**EXERCISE GOAL:** Would you please set down the lines of the data from the one containing "One keypoint belongs to every instance. Tag the sky" to the final line, exactly and only those?

**LISTED RECORDS:**
——————————
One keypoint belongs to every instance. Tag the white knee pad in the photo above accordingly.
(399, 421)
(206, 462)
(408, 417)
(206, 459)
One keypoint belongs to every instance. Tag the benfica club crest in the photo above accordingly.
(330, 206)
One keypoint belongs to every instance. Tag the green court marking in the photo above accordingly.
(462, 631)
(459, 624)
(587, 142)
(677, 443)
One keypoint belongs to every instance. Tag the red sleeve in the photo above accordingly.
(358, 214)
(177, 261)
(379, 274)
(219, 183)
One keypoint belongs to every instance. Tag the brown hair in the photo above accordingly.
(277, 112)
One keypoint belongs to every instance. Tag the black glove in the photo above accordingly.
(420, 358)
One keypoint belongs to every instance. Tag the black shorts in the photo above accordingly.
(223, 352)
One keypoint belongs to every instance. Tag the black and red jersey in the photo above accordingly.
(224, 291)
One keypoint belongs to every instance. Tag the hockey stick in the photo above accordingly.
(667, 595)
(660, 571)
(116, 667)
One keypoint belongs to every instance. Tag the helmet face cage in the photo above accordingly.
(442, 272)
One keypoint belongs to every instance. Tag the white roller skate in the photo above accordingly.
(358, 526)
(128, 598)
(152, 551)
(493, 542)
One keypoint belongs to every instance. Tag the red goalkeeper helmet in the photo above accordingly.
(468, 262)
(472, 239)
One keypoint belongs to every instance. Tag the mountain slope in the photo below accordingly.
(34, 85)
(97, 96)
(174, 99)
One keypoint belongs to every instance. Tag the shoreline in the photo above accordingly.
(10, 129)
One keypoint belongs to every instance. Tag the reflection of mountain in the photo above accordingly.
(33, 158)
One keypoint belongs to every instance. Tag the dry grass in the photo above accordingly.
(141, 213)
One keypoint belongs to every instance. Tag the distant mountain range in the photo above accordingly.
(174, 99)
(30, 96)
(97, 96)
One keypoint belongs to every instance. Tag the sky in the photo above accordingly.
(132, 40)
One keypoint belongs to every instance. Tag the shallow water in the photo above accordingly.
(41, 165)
——————————
**RESPONSE BELOW:**
One keypoint belongs to every instance. Tag the sky in the photo above accordingly.
(132, 40)
One keypoint belongs to every instance. Tag the shallow water in the photo above accordingly.
(41, 165)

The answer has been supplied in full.